§ **Text**:
Fed Study: Wealthy Americans Drive Spending Boom as Others Lag Behind/ Newslooks/ WASHINGTON/ J. Mansour/ Morning Edition/ A new study from the New York Federal Reserve shows that high-income Americans are significantly increasing their spending while lower-income households struggle to keep up. Inflation continues to hit rural and poor communities harder, deepening the divide. The data supports a growing “K-shaped” economy where prosperity is unevenly shared.

FILE – Diners eat at a restaurant in the Meatpacking District of Manhattan, Nov. 22, 2024, in New York. (AP Photo/Julia Demaree Nikhinson, File)

Wealth Inequality in Consumer Spending Quick Looks

  • High-income earners have boosted inflation-adjusted spending by 2.3% since 2023.
  • Lower-income households have only increased spending by 0.9% in the same period.
  • Rural and low-income households faced higher inflation in late 2025.
  • The data excludes services like travel and entertainment, where the wealthy also spend more.
  • Fed economists cite the widening gap as a clear example of a “K-shaped” recovery.
  • In 2021–2022, stimulus and wage gains helped low-income earners temporarily.
  • Post-2023, stock market gains and slowing job growth favored higher-income groups.
  • College-educated households have increased spending by 4% since 2023.
  • Non-college households only recently returned to early 2023 spending levels.
  • The study is part of the Fed’s new heterogeneity indicators tracking economic inequality.

§ **Data for review**:
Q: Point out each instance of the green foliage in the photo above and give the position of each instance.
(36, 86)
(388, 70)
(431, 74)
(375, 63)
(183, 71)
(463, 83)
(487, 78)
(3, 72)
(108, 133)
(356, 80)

§ **Questions on the material**:
• 1. Please copy the Fed spending article word for word between "FILE – Diners" and "2.3% since 2023.", inclusive.
• 2. Answer these questions from the Fed spending article:
(a) Which Federal Reserve bank produced the study?
(b) By what percentage have high-income earners increased inflation-adjusted spending since 2023?
(c) By how much have college-educated households increased spending since 2023?

§ **Task solutions**:
• 1.
FILE – Diners eat at a restaurant in the Meatpacking District of Manhattan, Nov. 22, 2024, in New York. (AP Photo/Julia Demaree Nikhinson, File)

Wealth Inequality in Consumer Spending Quick Looks

  • High-income earners have boosted inflation-adjusted spending by 2.3% since 2023.

• 2.
(a) The New York Federal Reserve
(b) 2.3%
(c) 4%